WHAT YOU HAVE TO DO →
Transcribe every line of the entries below verbatim.

(Object detection data)
=======
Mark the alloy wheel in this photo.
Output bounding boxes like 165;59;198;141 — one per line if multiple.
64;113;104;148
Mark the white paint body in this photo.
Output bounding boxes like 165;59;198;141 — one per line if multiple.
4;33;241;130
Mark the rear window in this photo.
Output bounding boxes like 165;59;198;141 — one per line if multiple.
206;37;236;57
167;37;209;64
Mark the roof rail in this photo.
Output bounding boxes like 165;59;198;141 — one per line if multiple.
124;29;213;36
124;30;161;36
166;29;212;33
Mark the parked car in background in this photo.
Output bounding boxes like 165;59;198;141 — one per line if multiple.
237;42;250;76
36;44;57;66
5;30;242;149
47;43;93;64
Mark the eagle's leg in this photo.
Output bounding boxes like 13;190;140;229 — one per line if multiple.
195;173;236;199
=======
ANSWER TO THIS EXERCISE →
Mark the alloy wheel in this photo.
Output bounding boxes like 165;59;198;141 — one per line if multiple.
64;113;104;148
Mark the white paint body in this photo.
Output bounding boxes like 165;59;198;141 — one per line if multiple.
4;33;241;130
Mark the rear window in this photo.
Output bounding boxes like 165;59;198;141 — one per line if multiple.
206;37;236;57
167;37;209;64
Mark the roof rail in this photo.
Output bounding boxes like 165;59;198;141 — one per line if multiple.
124;29;213;36
124;30;161;36
166;29;212;33
Mark the parked car in background in this photo.
Output bounding boxes like 165;59;198;141 — one per line if multiple.
237;42;250;76
36;44;57;66
5;30;242;149
47;43;93;64
Mark the eagle's leg in this photo.
Output bounding boxes like 13;190;140;229 — one per line if multiple.
195;173;236;199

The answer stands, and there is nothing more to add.